### Ce que vous ferez
Recopiez à l'identique le passage qui commence à la ligne contenant « the smiling girl » et se termine à la fin des enregistrements, les deux bornes étant incluses.

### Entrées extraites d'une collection
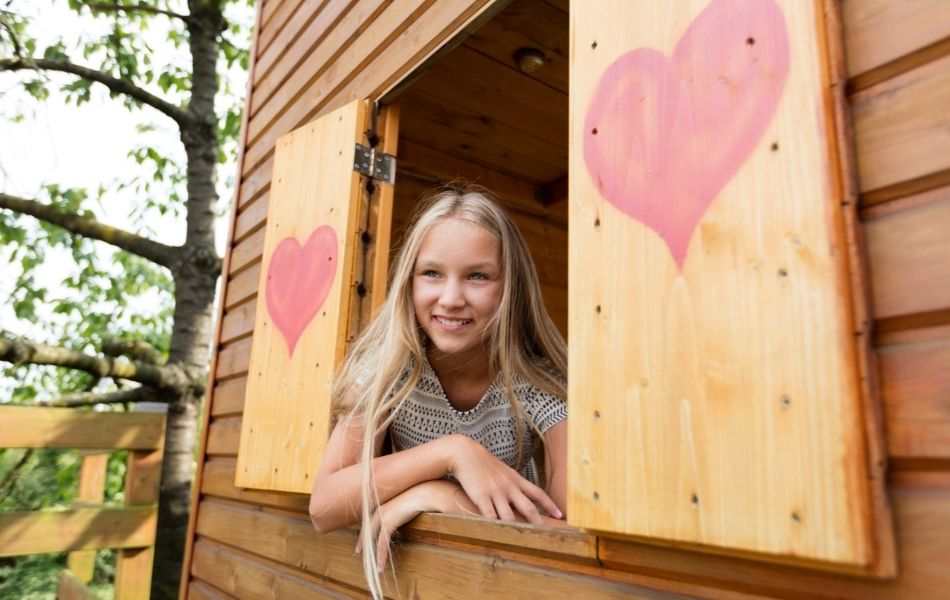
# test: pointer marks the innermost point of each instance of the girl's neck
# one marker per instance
(464, 378)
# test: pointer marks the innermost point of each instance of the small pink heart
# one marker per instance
(298, 281)
(663, 136)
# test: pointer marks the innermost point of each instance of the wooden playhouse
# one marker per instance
(738, 209)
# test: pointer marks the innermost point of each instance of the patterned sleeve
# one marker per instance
(545, 410)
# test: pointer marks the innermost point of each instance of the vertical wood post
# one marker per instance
(133, 572)
(92, 487)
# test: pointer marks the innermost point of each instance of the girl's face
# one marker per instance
(456, 288)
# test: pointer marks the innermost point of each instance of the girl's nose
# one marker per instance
(452, 294)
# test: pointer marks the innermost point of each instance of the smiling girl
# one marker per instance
(464, 370)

### Corrigé de l'exercice
# test: pointer marks the innermost point of each instance of the smiling girl
# one marker per instance
(464, 370)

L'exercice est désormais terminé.